Aufgaben:
• 1. Stimmen die folgenden Aussagen mit dem Text über Helmut Kohls Archive überein? Antworte bei (a), (b) und (c) jeweils mit Ja oder Nein und zitiere die entscheidenden Worte des Textes wörtlich.
(a) Die Recherchen zu den Änderungen stammen von der Wochenzeitung Die Zeit.
(b) Kohl soll gesagt haben, Havel solle in der Politik nur als Übergangsfigur dienen.
(c) Die Dokumente, aus denen Äußerungen entfernt wurden, stammen aus den frühen 1980er Jahren.
• 2. Schreibe den Text über Helmut Kohls Archive im Anschluss an seinen letzten Satz weiter.

Ausgangstext:
Neue Enthüllungen aus den Archiven des ehemaligen deutschen Bundeskanzlers Helmut Kohl zeigen, dass er vor der Freigabe einiger Dokumente aus den frühen 1990er Jahren absichtlich Äußerungen entfernen ließ, die sich später als umstritten erweisen sollten.
Laut der investigativen Berichterstattung des deutschen Wochenmagazins Der Spiegel wirkten sich diese Anpassungen auch auf seine Ansichten zu wichtigen politischen Persönlichkeiten und Ereignissen der Zeit aus, darunter der ehemalige tschechoslowakische und tschechische Präsident Václav Havel und die Frage der NATO-Osterweiterung.
Nach Angaben der Wochenzeitung, die bisher unveröffentlichtes Archivmaterial untersucht hat, kontrollierte Helmut Kohl, einer der Hauptarchitekten der deutschen Wiedervereinigung, sorgfältig den Inhalt von Dokumenten, die der Öffentlichkeit zugänglich gemacht werden sollten. So wurden unter anderem Äußerungen entfernt, die seinem politischen Erbe schaden oder zu diplomatischen Verwicklungen führen könnten. Ein solches Beispiel waren seine wenig schmeichelhaften Äußerungen über Václav Havel, eine Ikone der Samtenen Revolution und der erste Präsident der Tschechoslowakei und später der Tschechischen Republik.
Kohl soll gesagt haben, Havel verstehe "nichts von Politik" und solle nur als "Übergangsfigur" in der Politik fungieren.
Diese Auffassung, die während der Diskussionen Anfang der 1990er Jahre formuliert wurde, als sich Mittel- und Osteuropa an die neuen demokratischen Verhältnisse anpasste, steht im Gegensatz zu Havels internationaler Anerkennung als moralische Autorität und Visionär, der die Werte der Freiheit und der Menschenrechte propagierte.

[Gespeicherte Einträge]
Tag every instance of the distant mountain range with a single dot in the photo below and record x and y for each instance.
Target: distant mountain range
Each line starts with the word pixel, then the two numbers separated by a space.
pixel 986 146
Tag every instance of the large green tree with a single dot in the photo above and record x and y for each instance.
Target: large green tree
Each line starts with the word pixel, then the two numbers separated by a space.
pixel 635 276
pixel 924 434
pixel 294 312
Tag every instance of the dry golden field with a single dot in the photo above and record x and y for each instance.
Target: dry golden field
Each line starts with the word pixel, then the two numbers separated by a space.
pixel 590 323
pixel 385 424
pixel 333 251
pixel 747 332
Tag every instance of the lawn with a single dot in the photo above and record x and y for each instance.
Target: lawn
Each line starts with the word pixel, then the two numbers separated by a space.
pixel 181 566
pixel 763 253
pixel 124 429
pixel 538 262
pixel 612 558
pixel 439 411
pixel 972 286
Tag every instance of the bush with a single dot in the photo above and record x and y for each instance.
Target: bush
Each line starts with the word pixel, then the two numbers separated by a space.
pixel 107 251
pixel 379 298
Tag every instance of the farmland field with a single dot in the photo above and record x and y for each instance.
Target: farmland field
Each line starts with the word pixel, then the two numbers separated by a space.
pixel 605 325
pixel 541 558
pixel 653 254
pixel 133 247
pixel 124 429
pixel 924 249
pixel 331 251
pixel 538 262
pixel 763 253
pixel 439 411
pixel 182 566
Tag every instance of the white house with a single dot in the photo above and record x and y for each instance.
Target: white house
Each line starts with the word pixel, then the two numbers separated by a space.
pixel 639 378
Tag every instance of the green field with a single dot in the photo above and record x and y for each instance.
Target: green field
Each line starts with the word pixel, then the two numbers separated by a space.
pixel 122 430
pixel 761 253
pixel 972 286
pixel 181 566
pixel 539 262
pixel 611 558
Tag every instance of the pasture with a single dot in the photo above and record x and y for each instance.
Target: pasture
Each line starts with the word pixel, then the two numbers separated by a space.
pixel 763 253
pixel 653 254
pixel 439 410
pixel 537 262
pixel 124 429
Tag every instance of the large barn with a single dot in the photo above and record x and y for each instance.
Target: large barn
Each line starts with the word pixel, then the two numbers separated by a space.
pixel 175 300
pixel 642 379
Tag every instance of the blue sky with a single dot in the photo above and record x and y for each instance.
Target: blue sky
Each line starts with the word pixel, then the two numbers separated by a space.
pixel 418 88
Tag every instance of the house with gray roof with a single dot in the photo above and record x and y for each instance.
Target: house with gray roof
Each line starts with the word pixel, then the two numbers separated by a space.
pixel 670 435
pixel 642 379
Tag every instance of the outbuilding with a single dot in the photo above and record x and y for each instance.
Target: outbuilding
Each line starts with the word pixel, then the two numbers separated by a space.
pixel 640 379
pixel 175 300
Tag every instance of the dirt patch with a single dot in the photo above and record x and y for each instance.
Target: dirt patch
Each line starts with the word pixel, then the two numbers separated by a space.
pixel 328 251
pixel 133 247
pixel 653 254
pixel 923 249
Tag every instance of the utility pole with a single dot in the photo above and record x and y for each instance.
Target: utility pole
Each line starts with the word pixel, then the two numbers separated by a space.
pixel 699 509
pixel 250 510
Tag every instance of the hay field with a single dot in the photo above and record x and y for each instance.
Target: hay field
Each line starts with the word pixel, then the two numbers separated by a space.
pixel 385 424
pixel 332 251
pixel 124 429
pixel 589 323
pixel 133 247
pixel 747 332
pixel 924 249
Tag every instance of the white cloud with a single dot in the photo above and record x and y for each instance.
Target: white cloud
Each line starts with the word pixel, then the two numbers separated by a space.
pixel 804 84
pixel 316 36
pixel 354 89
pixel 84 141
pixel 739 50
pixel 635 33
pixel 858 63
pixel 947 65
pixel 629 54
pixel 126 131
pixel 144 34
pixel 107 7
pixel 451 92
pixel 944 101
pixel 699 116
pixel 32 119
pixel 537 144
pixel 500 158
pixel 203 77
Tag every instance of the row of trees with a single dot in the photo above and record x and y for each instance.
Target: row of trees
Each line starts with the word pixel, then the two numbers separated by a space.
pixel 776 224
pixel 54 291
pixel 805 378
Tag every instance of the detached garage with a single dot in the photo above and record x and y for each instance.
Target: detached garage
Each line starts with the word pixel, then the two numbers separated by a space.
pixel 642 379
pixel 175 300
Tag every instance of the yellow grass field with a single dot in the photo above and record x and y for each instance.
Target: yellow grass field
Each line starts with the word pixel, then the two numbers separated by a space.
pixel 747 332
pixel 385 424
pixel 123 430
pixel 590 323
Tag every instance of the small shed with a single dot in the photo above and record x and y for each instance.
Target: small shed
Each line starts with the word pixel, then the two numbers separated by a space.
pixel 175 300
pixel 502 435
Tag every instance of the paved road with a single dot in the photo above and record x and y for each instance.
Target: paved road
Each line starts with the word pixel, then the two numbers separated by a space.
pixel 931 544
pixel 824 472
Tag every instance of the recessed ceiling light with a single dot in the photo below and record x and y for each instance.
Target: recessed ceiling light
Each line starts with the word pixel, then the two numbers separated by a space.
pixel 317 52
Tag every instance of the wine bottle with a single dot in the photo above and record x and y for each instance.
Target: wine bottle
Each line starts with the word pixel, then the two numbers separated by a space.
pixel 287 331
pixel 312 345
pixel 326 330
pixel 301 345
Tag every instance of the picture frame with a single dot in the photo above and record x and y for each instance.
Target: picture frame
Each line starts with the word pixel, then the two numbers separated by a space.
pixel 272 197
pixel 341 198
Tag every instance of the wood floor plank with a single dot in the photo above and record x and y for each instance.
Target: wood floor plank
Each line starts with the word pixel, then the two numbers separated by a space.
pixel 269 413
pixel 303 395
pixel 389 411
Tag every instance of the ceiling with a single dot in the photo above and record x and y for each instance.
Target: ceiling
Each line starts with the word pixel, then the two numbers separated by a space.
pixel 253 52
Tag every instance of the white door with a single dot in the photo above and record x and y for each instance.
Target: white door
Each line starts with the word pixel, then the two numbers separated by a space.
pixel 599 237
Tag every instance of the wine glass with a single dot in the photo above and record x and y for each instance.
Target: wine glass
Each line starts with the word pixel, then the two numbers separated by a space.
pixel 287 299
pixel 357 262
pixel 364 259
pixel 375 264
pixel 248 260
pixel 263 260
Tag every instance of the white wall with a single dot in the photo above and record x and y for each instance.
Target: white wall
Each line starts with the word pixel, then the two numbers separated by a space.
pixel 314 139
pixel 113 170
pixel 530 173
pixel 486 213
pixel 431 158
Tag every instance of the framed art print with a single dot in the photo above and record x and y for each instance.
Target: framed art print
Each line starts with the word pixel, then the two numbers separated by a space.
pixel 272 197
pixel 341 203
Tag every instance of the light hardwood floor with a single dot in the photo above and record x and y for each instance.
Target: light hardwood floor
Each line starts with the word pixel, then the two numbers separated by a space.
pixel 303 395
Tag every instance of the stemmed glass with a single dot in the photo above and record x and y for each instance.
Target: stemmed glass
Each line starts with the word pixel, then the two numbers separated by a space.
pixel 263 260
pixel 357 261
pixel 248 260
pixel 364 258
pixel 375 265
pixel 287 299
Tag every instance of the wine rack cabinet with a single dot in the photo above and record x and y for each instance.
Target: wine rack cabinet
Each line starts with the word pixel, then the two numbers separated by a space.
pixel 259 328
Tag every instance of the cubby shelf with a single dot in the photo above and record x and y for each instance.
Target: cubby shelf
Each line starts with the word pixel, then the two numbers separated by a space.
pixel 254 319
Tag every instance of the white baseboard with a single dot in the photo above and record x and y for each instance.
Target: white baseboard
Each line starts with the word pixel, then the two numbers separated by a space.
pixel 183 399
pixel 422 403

Lösungen:
• 1.
(a) Nein: „Laut der investigativen Berichterstattung des deutschen Wochenmagazins Der Spiegel“
(b) Ja: „solle nur als "Übergangsfigur" in der Politik fungieren“
(c) Nein: „Dokumente aus den frühen 1990er Jahren“

• 2.
Eine weitere wichtige geschwärzte Passage war Kohls Position zur möglichen Osterweiterung der NATO. Den freigegebenen Dokumenten zufolge war Kohl der Ansicht, dass das Nordatlantische Bündnis der Sowjetunion (später Russland) versprechen könnte, nicht in die Länder des ehemaligen Warschauer Pakts zu expandieren. Dieser Vorschlag, der Moskau in den geopolitischen Umwälzungen der Zeit nach dem Kalten Krieg beruhigen sollte, kam jedoch nie zustande. Stattdessen nahm die NATO in den folgenden Jahren Länder wie Polen, Ungarn und die Tschechische Republik (1999) auf, was später zu Spannungen in den Beziehungen zu Russland führte. Kohls Entscheidung, diese Überlegungen aus den Dokumenten zu streichen, deutet darauf hin, dass er sich ihrer potenziellen Kontroverse bewusst war, insbesondere im Zusammenhang mit den späteren Entwicklungen in den internationalen Beziehungen.
Kohls Umgang mit den Archiven ist kein Einzelfall. Viele Politiker versuchen zu beeinflussen, wie sie in der Geschichte wahrgenommen werden, und die Schwärzung sensibler Dokumente ist eine gängige Praxis. Im Falle Kohls kommen die Enthüllungen des Spiegels jedoch zu einer Zeit, in der Deutschland und Europa mit neuen Herausforderungen wie der Energiekrise, geopolitischen Spannungen mit Russland und Debatten über die Zukunft der NATO konfrontiert sind. Diese Archivfunde beleben also nicht nur die Debatte über die Ära Kohl, sondern regen auch zum Nachdenken darüber an, wie die politischen Entscheidungen der 1990er Jahre in die Gegenwart übertragen werden.